BEGIN SOURCE EXTRACT

In Guillaume’s new work, the world seems to be stirred by an invisible deployment. The fluidity of life and the chaotic contemporary world appear to coexist in a cycle of mutual engulfment. Reversers–general deployment (2025) continues the dense texture formed by the interweaving of oil paint and pencil. Pipe-like forms and cell-like bubbles expand and intertwine together, as if depicting the very moment an organic world and an artificial system simultaneously ‘breathe.’ Those lines, which seem to possess a nervous quality, constantly self-proliferate and extend, yet reveal a sense of anxiety orchestrated by war, energy, and information systems in deeper layers—a visual pulse that makes us feel situated in a world constantly being scanned and redrawn by the artist.

Peng Zuqiang‘s solo exhibition Afternoon Hearsay recently opened at The Common Guild in Glasgow, Scotland. Concurrently, the artist’s first solo exhibition in an Asian art museum will be presented at the Rockbund Art Museum (RAM) in Shanghai. His new experimental film piece, Traitor, corroded (2025), reveals the artist’s recent practice of exploring the complex relationship between history, media, and personal experience. By transferring and printing a sealed film strip, chemically etching the negative using the Mordançage process, and finally placing it under a darkroom enlarger, the resulting effect is a residual frame with abraded color layers. Here, the original film segment is no longer discernible; the subject of the established narrative, having defected, is gradually eroded and reshaped by the action of time and medium, ultimately becoming an unrecoverable rupture within the archival system.

END SOURCE EXTRACT

WHAT IS ASKED:
1. How would you say this sentence from the art commentary in Spanish: "The fluidity of life and the chaotic contemporary world appear to coexist in a cycle of mutual engulfment."
2. Can you carry the art commentary forward with a few more sentences, picking up right after its last line?

BEGIN RECORDS PROVIDED

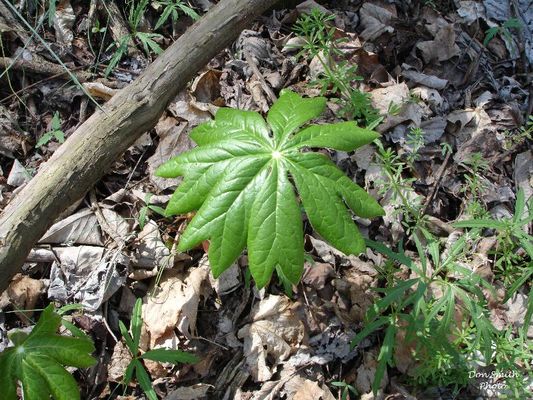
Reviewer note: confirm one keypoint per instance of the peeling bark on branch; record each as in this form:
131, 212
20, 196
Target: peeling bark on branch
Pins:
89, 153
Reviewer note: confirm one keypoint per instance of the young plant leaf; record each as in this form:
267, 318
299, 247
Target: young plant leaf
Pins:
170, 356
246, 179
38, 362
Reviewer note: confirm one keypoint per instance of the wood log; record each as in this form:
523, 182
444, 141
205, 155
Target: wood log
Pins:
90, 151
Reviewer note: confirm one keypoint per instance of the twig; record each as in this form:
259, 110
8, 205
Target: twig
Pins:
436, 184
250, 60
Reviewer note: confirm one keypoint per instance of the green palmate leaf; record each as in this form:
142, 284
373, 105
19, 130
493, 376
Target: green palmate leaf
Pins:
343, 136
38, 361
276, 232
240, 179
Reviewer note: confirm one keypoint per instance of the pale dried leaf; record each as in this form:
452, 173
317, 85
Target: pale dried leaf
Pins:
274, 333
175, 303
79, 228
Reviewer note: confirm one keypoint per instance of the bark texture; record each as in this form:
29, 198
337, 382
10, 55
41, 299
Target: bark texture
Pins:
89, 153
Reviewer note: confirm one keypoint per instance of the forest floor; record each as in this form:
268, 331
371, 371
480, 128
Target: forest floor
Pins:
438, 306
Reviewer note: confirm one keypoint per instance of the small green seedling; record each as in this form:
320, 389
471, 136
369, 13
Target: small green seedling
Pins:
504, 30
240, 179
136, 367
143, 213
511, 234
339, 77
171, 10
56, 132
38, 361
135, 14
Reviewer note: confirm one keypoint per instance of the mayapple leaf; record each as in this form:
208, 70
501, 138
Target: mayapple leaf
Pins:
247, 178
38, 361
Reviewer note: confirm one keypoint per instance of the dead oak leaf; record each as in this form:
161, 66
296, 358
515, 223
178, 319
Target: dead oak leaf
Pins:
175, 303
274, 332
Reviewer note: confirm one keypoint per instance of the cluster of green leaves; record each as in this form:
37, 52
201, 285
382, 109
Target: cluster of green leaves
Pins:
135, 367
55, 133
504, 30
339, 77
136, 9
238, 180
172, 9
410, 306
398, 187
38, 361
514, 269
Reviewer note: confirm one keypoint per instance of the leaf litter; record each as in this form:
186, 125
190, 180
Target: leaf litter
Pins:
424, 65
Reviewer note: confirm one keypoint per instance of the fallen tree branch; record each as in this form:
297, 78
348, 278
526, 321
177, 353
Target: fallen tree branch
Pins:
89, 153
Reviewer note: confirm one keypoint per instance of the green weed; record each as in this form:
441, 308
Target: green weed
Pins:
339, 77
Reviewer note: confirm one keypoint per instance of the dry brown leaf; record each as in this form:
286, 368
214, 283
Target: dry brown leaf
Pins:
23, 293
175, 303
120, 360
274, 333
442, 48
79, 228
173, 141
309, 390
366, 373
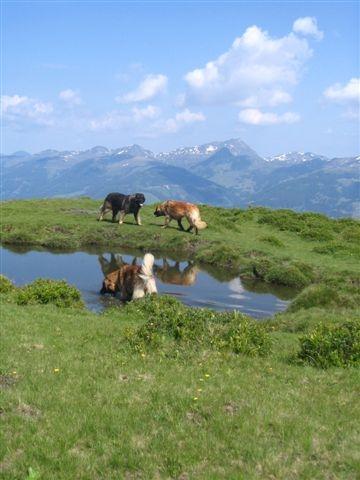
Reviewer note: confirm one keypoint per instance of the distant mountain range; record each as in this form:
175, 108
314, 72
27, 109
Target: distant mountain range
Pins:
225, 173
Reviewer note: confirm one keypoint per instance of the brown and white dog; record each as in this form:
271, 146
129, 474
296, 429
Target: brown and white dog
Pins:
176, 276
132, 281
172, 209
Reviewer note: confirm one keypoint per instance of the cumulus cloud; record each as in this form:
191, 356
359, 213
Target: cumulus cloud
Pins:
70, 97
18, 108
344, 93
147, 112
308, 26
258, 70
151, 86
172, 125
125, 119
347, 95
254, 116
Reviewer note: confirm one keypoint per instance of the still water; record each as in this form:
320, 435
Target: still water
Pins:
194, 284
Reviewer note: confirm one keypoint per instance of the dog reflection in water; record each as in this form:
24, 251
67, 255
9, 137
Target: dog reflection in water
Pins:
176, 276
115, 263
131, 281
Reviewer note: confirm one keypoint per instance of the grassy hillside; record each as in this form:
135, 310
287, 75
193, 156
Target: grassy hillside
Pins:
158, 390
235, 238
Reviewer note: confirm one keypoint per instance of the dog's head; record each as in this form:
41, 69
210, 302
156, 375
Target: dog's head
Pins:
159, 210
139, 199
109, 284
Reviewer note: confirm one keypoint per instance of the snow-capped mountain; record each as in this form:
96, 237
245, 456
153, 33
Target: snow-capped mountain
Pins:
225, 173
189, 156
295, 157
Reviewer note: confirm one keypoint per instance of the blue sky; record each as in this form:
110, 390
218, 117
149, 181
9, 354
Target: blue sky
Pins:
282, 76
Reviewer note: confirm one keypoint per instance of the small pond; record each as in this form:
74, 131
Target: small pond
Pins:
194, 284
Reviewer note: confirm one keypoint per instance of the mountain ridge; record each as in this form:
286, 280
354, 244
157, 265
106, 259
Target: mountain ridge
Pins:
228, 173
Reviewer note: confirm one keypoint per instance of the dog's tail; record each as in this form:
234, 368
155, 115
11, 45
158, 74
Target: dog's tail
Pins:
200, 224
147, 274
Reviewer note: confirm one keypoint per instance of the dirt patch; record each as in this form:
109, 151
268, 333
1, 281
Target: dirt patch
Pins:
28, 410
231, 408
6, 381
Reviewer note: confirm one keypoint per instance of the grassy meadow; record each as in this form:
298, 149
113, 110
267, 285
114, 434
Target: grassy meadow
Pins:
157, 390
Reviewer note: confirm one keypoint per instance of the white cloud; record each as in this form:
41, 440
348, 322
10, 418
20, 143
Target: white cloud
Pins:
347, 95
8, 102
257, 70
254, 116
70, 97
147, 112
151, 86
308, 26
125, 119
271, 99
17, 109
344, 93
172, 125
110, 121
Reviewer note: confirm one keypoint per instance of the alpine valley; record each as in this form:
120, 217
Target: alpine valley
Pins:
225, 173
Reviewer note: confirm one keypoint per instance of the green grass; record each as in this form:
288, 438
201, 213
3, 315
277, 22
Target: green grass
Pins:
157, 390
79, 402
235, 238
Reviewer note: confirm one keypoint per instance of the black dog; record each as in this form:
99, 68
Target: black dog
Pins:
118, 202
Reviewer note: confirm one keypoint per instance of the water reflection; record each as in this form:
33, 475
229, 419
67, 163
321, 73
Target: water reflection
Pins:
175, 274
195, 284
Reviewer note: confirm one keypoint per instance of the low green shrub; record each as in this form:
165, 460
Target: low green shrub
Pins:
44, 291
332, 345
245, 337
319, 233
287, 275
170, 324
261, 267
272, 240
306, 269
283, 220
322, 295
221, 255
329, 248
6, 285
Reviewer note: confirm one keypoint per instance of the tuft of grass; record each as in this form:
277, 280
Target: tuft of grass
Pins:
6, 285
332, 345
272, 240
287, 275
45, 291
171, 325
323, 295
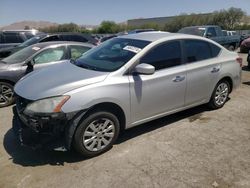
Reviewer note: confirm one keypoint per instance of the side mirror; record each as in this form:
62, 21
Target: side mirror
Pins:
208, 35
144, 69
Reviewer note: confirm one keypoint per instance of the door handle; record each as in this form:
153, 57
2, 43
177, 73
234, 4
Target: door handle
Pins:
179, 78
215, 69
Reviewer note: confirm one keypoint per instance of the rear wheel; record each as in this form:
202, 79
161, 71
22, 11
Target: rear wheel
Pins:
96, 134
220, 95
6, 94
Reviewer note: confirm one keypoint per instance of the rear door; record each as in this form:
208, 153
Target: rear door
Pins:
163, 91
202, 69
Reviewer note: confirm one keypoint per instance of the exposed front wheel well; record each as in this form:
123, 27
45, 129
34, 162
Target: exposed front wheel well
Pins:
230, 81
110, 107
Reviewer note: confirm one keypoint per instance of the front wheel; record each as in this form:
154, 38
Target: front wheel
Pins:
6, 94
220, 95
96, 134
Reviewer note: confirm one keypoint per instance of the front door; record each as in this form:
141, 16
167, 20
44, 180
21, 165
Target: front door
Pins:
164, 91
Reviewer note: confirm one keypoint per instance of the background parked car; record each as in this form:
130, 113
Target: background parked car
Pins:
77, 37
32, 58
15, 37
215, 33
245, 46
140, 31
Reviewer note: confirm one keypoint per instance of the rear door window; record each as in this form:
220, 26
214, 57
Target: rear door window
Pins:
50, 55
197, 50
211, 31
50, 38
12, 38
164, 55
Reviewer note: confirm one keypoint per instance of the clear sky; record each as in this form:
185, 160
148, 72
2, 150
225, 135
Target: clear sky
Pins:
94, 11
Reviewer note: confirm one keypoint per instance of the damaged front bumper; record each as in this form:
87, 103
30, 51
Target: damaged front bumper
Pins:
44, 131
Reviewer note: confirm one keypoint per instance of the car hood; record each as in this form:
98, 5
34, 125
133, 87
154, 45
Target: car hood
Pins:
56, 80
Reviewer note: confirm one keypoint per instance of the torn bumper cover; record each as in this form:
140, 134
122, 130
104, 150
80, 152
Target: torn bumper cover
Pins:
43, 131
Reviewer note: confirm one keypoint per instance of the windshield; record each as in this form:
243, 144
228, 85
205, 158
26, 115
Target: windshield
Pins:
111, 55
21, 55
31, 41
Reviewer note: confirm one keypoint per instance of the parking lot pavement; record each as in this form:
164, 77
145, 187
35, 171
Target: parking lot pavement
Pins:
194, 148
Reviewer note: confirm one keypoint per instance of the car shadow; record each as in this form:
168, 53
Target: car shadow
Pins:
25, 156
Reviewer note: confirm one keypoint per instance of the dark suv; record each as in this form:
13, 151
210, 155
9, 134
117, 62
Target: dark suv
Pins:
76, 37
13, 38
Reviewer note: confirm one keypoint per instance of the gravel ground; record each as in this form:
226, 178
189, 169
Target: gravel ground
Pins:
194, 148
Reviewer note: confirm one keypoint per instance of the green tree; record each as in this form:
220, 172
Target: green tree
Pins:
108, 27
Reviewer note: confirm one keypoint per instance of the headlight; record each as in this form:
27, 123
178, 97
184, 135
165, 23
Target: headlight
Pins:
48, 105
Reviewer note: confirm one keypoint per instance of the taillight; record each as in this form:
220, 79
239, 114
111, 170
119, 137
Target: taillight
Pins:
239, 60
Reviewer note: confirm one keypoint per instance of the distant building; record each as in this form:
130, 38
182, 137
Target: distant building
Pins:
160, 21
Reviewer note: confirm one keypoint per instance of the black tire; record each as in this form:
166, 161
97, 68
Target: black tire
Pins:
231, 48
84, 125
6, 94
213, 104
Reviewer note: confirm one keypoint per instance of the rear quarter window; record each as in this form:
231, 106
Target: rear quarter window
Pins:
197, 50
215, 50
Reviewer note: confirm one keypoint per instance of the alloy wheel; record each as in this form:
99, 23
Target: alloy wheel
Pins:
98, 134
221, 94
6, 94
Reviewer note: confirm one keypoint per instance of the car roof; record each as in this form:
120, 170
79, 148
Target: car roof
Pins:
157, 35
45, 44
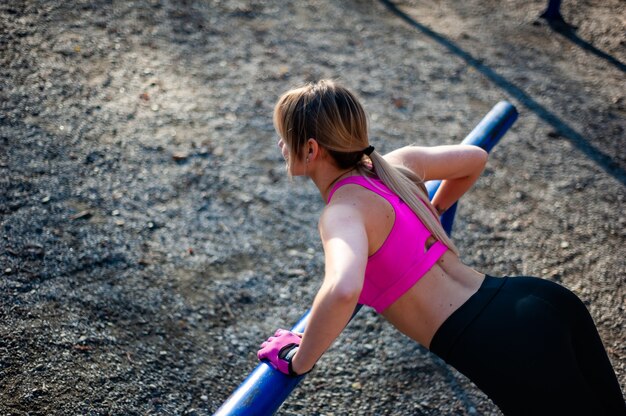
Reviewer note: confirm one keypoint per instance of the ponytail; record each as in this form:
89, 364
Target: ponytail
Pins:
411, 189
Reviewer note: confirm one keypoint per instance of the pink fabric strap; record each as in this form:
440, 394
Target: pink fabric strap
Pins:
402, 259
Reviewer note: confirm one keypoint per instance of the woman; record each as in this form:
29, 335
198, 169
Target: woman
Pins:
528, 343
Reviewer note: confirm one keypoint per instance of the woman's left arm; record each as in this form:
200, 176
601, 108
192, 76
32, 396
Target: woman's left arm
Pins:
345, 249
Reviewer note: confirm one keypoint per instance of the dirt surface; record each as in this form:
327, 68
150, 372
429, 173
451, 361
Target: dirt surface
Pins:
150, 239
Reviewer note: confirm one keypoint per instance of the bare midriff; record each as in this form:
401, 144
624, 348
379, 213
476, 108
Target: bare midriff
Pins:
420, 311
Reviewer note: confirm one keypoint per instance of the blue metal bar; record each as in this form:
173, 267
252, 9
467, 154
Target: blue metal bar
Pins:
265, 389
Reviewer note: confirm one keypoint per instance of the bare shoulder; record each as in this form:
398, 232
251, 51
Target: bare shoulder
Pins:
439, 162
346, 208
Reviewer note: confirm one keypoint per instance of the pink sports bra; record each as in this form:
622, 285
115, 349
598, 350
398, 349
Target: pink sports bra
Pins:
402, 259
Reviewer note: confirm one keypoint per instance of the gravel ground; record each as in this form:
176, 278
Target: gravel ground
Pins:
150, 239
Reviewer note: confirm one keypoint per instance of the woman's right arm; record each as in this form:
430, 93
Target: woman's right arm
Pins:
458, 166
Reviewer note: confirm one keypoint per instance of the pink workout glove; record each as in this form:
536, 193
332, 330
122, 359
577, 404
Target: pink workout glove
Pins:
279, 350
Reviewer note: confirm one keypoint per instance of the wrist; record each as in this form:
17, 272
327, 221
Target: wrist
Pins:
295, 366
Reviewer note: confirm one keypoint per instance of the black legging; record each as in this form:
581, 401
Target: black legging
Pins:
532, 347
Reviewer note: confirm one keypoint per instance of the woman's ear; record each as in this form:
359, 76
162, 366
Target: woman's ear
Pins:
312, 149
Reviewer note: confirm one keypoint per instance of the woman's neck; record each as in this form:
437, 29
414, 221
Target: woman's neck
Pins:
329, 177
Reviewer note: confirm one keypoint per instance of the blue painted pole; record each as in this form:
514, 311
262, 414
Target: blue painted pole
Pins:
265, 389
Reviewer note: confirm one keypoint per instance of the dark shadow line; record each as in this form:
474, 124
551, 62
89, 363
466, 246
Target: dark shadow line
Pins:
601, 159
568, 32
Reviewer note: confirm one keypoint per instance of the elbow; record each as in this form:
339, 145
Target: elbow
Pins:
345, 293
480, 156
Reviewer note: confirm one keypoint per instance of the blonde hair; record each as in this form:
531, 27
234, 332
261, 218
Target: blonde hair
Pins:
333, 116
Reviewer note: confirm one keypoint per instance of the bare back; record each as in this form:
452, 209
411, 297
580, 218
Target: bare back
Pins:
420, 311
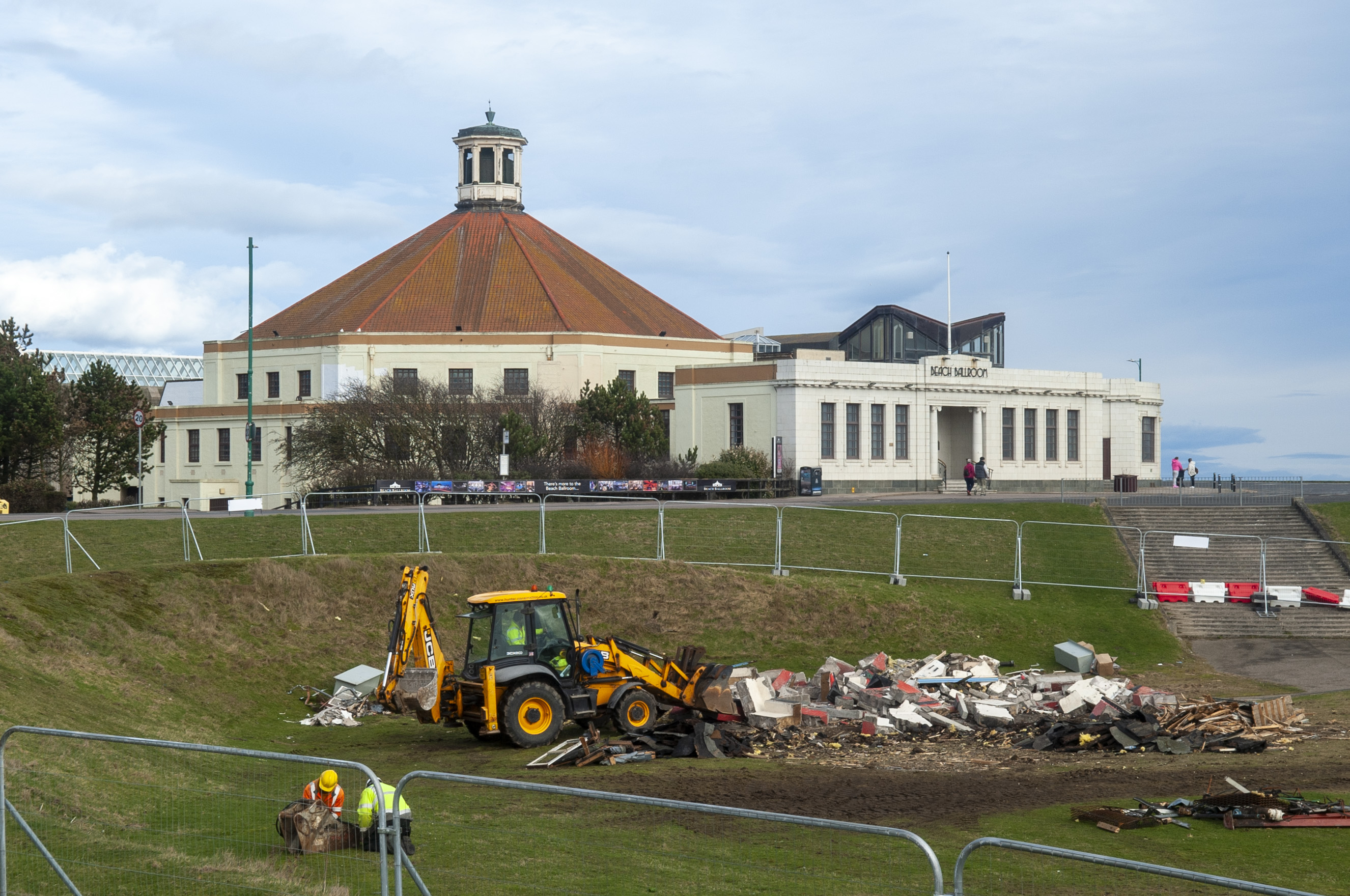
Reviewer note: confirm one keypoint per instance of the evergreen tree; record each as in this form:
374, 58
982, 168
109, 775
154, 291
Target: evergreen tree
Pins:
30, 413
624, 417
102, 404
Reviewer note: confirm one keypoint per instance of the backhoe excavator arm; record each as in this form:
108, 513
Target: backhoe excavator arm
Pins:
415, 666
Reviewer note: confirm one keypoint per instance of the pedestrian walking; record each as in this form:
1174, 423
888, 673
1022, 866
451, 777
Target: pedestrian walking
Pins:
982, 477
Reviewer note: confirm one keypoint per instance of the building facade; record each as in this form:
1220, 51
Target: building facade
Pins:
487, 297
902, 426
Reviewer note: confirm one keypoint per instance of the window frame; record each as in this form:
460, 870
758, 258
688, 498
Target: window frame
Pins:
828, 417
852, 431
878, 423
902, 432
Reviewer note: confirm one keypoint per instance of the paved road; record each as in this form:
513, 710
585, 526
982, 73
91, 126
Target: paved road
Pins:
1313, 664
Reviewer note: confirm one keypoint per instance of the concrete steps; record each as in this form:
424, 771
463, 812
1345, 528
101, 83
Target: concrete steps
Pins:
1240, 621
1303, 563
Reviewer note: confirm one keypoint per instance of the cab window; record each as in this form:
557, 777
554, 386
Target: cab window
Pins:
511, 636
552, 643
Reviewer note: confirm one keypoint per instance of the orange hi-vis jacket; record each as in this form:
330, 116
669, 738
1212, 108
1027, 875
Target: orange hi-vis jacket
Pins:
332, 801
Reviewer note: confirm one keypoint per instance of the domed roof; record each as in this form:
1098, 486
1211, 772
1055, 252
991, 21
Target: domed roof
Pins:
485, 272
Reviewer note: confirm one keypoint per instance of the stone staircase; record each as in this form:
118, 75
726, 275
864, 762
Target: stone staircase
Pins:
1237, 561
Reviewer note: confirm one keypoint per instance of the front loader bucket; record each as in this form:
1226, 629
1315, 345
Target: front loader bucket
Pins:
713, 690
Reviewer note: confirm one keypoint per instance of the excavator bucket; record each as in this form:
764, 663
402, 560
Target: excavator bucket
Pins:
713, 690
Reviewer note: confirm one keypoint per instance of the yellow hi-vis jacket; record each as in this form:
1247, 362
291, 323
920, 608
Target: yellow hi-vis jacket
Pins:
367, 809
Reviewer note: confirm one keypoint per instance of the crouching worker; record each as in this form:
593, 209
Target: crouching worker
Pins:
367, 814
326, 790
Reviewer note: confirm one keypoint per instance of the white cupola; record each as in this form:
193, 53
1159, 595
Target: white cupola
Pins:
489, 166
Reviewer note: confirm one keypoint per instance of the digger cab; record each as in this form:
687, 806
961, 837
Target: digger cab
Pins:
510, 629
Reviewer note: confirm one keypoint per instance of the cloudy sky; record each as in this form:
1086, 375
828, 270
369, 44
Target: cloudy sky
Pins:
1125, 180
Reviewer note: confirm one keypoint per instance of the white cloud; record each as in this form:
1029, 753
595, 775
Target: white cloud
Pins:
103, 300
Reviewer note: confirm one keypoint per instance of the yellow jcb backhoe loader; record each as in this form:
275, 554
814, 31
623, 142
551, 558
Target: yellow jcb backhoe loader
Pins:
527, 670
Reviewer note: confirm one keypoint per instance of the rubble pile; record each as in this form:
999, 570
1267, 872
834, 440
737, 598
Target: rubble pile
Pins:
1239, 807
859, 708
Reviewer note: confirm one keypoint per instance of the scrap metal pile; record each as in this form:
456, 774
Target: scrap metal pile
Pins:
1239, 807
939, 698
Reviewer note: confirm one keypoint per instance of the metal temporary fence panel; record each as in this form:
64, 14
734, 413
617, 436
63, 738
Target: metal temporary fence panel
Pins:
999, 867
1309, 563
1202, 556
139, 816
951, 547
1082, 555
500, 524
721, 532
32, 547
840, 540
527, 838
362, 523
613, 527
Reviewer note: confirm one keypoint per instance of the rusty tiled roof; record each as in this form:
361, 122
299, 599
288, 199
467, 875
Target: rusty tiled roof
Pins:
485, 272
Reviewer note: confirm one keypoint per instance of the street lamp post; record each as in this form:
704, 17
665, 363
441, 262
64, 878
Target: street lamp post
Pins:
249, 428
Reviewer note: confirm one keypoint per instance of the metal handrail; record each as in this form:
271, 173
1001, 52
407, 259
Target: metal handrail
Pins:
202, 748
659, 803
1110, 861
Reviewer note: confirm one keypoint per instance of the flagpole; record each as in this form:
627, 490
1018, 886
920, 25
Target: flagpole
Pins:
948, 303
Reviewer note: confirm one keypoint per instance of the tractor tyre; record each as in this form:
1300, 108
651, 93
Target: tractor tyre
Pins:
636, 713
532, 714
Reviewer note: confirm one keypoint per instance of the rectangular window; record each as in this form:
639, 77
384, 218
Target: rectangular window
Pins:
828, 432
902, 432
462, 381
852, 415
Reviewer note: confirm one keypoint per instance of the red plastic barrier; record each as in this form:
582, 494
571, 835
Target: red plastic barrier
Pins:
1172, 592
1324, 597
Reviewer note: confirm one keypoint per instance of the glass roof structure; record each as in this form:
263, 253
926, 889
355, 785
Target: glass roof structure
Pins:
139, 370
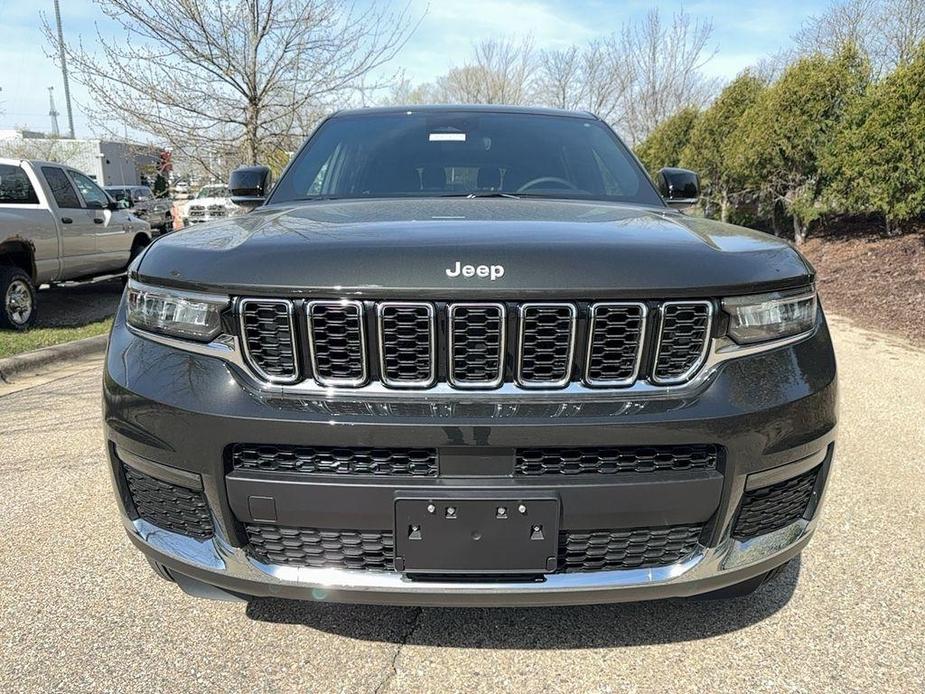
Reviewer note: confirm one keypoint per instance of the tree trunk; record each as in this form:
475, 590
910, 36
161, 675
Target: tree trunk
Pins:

END RECORDS PROVIDED

TASK-BY-TASK RESULTS:
1. La fluidez de la vida y el caótico mundo contemporáneo parecen coexistir en un ciclo de engullimiento mutuo.

2.
Hanna Hur‘s work is based on repetitive manual labor, often using a precisely drawn grid system as the foundation for her paintings. Threshold (2024) manifests in the form of oscillating waves. Following a subtle, human-like silhouette that descends from the central silver dot along the upper edge of the frame, it traces a broken sine wave trajectory across the black grid background. This ordered visual language evokes images of perpetual motion and endless cycles. The geometrically characterized composition extends from a cognitive level to a bodily experience, allowing the viewer, in front of the matrix-like work, to gain a resonant perception of a liminal state within a spiritual experience.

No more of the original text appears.